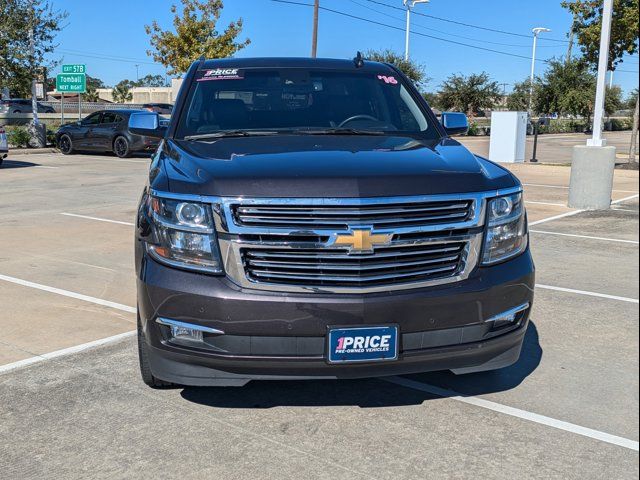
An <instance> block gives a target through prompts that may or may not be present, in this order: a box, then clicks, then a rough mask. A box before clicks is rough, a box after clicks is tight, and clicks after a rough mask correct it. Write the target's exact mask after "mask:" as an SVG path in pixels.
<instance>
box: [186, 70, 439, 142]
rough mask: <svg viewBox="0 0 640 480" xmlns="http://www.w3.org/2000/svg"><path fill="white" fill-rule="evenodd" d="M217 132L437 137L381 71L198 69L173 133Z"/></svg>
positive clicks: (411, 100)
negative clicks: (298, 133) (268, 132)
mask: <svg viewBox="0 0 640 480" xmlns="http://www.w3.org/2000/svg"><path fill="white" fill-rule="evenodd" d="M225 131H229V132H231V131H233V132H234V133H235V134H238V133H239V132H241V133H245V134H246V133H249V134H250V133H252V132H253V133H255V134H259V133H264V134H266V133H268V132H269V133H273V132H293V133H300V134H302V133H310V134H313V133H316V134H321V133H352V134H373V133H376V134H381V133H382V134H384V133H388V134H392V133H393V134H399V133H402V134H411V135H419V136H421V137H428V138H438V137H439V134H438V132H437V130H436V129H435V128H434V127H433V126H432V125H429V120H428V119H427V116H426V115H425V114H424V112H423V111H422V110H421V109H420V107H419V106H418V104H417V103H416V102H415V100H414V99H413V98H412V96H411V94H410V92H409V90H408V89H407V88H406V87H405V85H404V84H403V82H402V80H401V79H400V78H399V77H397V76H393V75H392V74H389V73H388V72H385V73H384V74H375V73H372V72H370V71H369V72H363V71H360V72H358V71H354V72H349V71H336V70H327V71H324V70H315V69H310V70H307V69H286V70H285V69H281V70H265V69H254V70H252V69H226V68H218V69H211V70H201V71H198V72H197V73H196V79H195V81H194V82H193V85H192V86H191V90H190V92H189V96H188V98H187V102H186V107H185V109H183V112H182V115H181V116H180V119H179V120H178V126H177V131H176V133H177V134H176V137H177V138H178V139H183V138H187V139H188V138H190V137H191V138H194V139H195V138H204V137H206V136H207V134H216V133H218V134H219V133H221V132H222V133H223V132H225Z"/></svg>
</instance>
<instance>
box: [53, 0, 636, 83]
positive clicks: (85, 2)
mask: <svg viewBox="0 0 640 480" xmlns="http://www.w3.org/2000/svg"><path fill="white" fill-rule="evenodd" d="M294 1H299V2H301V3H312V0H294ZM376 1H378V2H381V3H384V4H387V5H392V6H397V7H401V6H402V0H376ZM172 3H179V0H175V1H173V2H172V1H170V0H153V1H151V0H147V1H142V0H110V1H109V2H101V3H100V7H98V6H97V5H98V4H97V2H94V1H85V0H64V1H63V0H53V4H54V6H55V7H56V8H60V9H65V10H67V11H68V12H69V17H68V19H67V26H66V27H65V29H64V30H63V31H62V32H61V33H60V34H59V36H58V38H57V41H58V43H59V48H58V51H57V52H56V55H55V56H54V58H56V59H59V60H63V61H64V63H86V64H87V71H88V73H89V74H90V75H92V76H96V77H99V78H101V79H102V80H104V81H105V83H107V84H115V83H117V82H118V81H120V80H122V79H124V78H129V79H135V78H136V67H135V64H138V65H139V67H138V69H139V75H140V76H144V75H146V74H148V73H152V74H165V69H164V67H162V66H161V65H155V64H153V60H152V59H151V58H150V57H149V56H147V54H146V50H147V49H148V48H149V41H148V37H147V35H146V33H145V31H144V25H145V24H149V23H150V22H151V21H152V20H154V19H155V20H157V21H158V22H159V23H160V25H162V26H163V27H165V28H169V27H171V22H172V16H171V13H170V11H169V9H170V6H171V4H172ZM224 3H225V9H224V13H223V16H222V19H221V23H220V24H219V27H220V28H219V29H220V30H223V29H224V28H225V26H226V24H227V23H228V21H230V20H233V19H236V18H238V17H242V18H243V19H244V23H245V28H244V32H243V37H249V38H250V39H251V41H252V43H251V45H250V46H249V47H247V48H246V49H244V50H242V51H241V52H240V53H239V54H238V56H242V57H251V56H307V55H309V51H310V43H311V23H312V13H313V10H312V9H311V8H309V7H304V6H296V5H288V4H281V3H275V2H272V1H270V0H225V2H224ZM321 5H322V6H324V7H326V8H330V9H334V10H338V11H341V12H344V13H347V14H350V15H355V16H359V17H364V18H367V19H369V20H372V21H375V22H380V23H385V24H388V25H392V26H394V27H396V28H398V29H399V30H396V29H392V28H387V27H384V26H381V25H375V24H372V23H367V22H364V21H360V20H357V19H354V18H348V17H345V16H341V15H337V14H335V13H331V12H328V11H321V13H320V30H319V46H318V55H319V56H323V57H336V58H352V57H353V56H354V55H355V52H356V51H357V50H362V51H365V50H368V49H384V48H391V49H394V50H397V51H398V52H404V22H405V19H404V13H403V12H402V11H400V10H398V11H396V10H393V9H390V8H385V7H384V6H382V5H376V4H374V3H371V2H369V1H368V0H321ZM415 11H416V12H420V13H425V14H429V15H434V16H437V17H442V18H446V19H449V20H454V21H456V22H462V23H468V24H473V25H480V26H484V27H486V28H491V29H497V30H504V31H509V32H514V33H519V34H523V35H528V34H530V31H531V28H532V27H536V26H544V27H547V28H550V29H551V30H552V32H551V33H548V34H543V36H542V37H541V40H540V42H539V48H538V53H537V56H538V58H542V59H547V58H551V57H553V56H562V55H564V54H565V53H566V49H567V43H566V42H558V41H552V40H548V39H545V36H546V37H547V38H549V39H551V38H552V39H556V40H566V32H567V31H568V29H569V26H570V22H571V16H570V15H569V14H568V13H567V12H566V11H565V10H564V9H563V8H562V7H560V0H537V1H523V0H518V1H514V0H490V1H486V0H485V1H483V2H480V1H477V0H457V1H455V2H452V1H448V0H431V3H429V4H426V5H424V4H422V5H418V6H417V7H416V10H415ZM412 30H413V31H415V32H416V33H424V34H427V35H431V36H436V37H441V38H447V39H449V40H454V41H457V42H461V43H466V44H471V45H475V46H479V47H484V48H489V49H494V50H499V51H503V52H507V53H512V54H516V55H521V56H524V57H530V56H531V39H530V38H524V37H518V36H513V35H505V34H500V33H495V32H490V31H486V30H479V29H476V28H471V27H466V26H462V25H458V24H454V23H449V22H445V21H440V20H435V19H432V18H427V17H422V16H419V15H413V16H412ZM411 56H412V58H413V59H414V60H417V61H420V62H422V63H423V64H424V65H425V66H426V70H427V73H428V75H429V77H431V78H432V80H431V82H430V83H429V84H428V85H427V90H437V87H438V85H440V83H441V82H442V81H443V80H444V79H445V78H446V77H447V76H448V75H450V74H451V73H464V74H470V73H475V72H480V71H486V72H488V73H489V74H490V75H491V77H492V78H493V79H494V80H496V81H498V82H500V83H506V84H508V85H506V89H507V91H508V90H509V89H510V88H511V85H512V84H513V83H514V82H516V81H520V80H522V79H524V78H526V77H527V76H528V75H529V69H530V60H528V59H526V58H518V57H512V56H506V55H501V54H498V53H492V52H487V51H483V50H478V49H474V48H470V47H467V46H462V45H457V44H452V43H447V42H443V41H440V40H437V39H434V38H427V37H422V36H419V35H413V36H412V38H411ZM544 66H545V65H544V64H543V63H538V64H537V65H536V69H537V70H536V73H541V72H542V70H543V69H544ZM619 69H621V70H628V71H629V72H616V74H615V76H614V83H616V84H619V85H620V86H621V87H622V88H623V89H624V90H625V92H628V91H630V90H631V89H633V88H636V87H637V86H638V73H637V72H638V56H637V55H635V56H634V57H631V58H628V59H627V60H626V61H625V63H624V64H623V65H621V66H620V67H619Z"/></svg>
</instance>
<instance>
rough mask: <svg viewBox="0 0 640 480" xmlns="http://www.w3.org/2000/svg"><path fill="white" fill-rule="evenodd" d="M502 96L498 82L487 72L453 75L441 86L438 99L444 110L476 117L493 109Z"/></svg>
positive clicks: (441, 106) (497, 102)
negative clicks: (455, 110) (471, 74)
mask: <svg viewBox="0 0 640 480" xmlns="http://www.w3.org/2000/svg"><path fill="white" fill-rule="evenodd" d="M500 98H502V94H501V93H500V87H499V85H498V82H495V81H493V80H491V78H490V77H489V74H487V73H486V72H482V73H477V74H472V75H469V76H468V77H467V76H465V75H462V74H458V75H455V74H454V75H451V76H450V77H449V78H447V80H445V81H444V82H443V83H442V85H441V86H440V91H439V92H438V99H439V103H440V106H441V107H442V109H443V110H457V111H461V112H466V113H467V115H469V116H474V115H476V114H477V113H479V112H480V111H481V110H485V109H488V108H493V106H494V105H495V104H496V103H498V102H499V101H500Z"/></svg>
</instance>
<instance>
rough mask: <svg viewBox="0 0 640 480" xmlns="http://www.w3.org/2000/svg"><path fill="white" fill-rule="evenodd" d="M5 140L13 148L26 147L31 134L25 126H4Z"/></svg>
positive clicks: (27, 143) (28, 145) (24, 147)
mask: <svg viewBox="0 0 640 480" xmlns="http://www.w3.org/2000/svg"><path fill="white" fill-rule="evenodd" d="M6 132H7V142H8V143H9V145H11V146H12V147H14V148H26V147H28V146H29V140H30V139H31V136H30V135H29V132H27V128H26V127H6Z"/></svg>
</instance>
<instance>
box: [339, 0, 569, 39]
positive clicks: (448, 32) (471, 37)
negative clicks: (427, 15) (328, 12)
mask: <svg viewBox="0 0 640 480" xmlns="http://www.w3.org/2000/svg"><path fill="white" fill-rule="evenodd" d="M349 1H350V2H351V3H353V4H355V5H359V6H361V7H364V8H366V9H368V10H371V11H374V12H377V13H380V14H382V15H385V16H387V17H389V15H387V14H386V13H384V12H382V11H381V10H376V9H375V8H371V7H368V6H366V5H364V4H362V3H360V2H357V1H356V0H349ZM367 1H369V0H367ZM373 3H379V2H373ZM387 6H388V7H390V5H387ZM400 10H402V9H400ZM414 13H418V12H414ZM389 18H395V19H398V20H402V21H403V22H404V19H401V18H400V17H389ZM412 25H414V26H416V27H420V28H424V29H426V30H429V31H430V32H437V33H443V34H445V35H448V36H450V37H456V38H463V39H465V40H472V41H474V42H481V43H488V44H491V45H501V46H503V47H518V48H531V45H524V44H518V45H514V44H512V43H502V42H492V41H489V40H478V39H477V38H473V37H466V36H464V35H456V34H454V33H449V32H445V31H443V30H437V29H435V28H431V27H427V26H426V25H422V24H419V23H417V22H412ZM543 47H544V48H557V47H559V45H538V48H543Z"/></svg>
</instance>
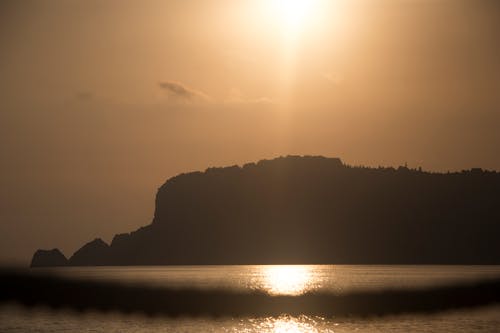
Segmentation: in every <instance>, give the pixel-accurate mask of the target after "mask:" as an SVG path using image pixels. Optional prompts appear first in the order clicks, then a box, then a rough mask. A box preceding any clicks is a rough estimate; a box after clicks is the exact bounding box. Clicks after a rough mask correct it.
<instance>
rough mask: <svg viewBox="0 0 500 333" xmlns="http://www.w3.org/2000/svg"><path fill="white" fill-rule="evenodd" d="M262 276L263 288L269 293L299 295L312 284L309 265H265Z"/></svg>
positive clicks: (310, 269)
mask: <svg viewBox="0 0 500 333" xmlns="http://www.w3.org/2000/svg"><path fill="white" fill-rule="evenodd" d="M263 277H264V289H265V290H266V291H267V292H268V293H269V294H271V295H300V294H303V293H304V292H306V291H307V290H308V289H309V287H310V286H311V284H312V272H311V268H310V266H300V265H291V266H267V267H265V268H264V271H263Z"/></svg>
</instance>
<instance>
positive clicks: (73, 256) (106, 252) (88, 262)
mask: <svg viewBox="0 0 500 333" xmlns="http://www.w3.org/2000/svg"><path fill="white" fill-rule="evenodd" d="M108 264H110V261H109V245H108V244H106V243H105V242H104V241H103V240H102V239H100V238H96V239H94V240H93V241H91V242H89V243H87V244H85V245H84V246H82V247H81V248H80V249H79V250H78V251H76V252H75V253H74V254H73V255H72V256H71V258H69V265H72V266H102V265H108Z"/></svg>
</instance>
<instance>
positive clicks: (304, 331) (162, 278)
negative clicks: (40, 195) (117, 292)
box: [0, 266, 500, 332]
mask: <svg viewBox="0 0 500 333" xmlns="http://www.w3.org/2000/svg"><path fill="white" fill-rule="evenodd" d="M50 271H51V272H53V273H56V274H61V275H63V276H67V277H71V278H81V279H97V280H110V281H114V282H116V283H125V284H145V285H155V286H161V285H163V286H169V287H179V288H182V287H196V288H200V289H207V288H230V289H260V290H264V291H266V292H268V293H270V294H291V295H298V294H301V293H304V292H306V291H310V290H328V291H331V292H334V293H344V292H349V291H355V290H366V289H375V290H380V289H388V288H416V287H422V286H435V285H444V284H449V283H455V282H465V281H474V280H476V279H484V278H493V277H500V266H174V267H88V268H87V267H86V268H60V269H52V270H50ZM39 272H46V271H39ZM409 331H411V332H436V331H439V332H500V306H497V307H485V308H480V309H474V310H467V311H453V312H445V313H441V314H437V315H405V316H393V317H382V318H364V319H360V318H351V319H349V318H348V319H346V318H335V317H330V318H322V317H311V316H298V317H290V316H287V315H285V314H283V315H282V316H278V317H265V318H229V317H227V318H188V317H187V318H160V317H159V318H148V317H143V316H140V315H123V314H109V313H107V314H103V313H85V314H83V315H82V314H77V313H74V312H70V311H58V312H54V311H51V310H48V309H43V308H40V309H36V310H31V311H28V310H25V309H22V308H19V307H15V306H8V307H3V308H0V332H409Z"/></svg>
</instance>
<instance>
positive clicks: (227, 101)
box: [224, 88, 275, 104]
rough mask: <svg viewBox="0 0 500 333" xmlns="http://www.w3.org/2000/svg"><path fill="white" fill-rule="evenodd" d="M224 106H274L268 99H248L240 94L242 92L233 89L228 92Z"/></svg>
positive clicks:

★ ★ ★ ★ ★

Exercise brief:
All lines from the one containing "106H274L268 99H248L240 94L242" to the last line of the material above must be copied exactly, and only those.

Exercise answer:
rough mask: <svg viewBox="0 0 500 333" xmlns="http://www.w3.org/2000/svg"><path fill="white" fill-rule="evenodd" d="M224 106H274L268 99H248L240 94L242 92L233 89L228 92Z"/></svg>
positive clicks:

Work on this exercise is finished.